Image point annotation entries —
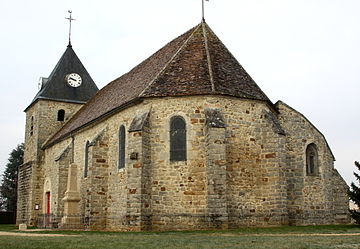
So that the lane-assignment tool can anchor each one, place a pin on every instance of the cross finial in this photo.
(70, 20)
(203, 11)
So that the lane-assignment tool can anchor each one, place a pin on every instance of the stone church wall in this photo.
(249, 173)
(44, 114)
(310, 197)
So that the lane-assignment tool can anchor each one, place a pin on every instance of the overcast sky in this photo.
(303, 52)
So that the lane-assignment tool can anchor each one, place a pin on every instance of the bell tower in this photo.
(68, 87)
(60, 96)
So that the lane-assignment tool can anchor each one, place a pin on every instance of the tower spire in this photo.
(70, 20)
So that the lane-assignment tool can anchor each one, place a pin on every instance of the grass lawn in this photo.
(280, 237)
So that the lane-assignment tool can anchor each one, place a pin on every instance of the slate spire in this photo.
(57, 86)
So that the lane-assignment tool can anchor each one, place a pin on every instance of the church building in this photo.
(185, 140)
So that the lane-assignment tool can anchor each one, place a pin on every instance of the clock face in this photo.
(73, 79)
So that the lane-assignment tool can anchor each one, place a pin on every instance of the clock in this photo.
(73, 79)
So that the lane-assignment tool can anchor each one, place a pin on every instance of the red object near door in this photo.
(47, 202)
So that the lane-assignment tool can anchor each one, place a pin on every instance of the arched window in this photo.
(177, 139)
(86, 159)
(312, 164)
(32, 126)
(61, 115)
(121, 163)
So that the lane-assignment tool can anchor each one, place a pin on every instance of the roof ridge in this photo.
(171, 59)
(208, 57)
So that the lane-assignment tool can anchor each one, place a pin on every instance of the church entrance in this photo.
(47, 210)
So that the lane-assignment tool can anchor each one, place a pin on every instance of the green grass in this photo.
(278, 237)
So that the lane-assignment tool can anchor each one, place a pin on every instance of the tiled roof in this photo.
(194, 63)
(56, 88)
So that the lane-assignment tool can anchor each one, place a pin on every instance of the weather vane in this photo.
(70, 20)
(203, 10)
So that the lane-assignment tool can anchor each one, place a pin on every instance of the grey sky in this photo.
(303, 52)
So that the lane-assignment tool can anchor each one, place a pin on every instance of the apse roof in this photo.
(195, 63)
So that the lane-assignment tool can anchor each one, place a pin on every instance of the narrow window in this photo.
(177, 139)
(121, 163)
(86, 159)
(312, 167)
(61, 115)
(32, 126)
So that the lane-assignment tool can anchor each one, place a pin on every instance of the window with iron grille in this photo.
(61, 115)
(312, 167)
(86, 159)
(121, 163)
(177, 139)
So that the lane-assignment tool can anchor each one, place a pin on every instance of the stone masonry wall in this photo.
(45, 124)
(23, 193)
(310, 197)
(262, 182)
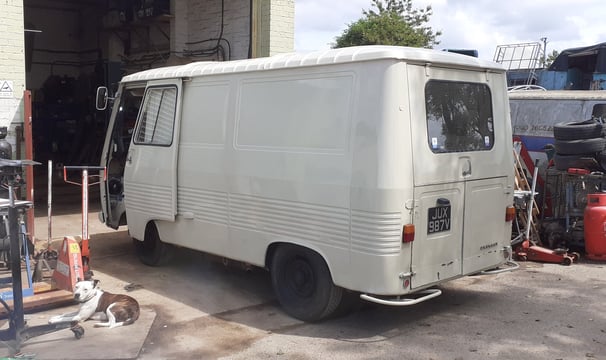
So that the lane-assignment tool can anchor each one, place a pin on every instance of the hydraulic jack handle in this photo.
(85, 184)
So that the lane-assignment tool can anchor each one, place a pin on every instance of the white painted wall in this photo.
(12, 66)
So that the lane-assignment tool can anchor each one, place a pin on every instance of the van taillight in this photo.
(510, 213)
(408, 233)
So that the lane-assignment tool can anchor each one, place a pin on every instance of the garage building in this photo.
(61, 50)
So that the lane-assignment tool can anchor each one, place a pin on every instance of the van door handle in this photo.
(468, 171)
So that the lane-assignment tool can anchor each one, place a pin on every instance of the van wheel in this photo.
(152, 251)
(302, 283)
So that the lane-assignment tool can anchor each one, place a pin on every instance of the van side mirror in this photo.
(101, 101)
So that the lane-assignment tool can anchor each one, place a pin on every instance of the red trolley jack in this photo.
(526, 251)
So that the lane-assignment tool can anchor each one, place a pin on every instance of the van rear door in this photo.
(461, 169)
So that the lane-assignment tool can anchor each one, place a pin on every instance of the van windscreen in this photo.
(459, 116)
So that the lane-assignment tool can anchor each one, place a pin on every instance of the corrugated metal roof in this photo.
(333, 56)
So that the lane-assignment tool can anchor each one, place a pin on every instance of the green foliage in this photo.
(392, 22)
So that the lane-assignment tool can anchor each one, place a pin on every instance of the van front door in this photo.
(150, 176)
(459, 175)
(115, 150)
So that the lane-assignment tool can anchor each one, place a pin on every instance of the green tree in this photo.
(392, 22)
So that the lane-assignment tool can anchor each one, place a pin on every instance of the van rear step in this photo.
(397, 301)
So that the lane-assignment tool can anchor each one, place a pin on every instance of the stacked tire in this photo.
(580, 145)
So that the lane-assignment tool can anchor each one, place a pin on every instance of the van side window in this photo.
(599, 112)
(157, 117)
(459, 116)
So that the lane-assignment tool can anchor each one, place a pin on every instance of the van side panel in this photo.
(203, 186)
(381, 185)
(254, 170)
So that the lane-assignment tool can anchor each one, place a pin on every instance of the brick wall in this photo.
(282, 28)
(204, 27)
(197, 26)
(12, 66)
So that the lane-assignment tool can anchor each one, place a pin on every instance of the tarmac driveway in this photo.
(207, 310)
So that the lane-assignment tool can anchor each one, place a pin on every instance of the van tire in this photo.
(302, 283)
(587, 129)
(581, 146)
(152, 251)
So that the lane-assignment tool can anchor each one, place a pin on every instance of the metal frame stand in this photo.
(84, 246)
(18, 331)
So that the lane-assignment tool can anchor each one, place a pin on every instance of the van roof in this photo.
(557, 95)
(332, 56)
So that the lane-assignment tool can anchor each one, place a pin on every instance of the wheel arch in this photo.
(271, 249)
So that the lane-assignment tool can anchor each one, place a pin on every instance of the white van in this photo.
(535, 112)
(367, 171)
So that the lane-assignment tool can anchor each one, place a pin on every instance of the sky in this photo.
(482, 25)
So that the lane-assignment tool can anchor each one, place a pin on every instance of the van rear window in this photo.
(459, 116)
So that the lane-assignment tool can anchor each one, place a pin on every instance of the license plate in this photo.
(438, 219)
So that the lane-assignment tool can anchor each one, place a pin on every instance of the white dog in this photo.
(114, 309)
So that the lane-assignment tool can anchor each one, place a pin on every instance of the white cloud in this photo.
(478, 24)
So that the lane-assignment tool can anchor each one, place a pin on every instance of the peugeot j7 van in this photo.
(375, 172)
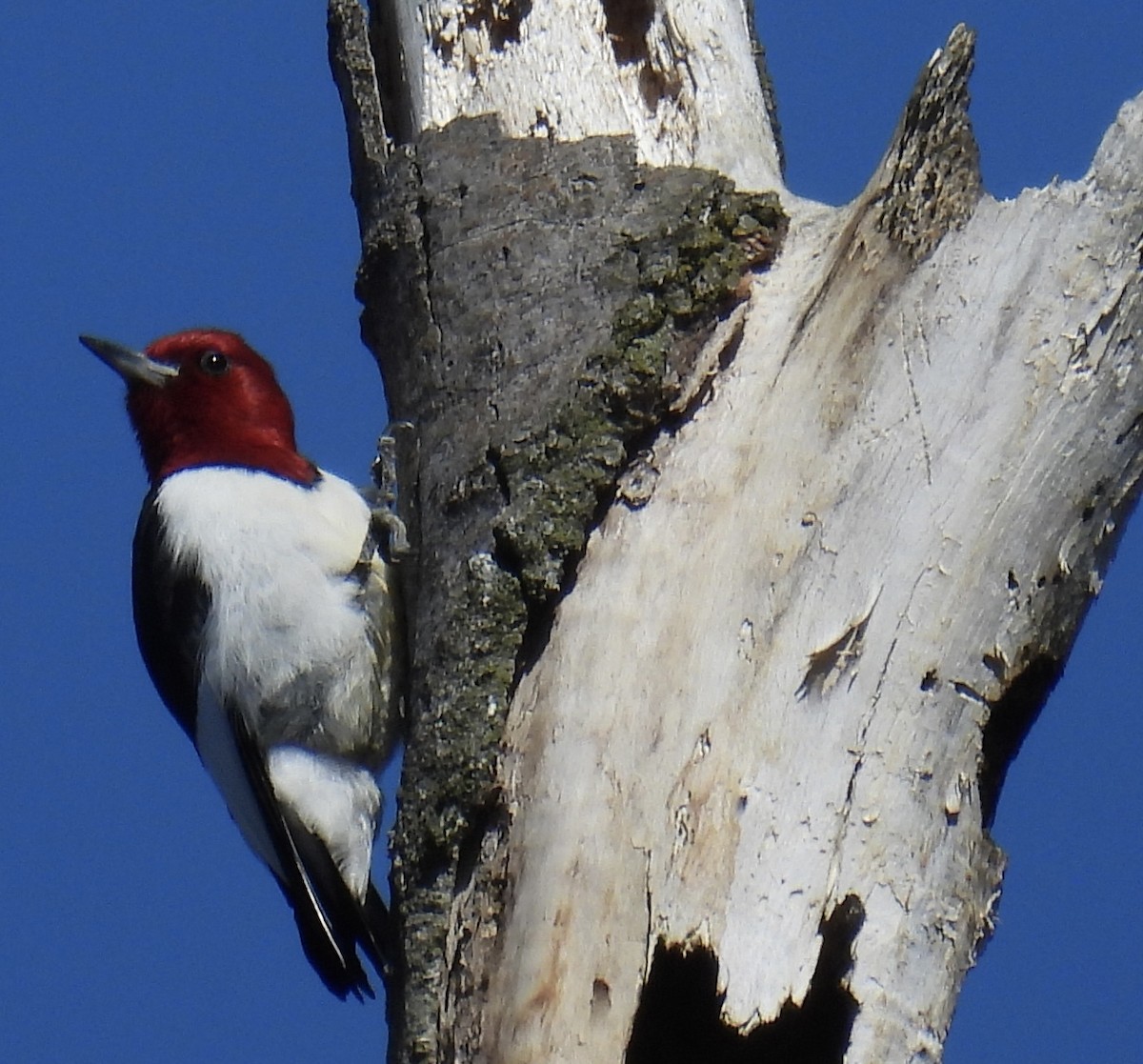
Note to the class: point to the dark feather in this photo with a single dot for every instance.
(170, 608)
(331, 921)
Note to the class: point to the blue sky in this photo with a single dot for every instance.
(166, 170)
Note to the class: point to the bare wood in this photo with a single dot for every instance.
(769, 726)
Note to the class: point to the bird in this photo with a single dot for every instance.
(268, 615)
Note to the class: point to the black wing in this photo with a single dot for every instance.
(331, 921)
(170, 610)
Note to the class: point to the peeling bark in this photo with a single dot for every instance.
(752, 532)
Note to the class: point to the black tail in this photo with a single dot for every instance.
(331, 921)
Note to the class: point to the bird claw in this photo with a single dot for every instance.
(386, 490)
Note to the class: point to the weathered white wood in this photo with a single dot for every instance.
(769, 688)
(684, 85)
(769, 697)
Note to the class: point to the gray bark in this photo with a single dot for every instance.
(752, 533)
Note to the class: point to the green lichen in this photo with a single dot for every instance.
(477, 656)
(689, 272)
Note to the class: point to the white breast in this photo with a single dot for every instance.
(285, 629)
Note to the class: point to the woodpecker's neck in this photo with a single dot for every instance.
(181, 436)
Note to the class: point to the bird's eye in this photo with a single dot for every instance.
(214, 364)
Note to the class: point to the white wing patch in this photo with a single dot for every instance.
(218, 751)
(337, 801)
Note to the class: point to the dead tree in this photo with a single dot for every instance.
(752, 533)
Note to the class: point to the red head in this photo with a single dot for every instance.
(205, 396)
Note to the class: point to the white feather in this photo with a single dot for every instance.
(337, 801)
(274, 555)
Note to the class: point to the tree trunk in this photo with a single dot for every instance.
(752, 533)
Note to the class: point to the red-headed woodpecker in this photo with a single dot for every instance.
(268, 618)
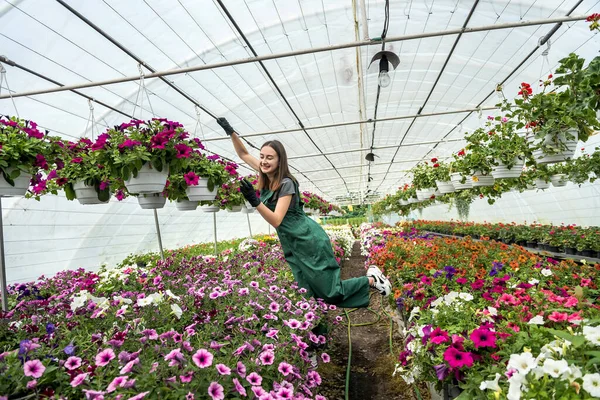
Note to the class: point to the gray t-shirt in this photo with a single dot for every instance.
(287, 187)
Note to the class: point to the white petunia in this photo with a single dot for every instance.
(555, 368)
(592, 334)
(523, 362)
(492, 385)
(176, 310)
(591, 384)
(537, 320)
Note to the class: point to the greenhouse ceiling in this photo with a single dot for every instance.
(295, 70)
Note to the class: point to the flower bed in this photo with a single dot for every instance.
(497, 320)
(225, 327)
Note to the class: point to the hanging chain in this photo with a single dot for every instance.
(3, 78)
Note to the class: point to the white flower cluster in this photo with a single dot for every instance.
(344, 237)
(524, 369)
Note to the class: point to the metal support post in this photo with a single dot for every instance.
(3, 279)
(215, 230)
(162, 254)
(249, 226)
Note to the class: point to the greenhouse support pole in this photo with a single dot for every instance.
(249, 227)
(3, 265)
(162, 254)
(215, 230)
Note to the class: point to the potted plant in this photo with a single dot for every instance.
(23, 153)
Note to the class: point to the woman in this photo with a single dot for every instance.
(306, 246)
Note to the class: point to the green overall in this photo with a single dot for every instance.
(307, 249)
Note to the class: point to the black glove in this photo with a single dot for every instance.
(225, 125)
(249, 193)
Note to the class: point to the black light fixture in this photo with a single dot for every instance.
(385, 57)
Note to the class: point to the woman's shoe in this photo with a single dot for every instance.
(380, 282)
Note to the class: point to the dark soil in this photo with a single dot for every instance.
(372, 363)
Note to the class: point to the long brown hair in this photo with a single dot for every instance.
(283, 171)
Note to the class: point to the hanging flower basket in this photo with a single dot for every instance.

GIVEN INSTRUCTION — Exactly and exclusively, repeat the lines from the line that contains "Note to the class: point to the woman in" through the end of the records, both ends included.

OUTPUT OF THE EXERCISE —
Note to the class: point to the woman in this photo with a single dot for every instance.
(306, 246)
Note to the class: point to the green overall in this photo with a single dot for every instance.
(307, 249)
Note to the class: point to the black glove in this photo with a single dot for every instance.
(225, 125)
(249, 193)
Note to the class: point to the black light fixture in this photo with a single dot for every instance.
(385, 57)
Note to the class: point to the woman's shoe in this photo with a single dot for every instance.
(380, 282)
Note to the class: point to the dark soil in this photo with a single dot for every instance.
(372, 363)
Note to the class: point to the long brown hair in this photo with a single dot for every instance.
(283, 171)
Note to the class: point to the hanging flower basket in this photo with a single dot for every instance.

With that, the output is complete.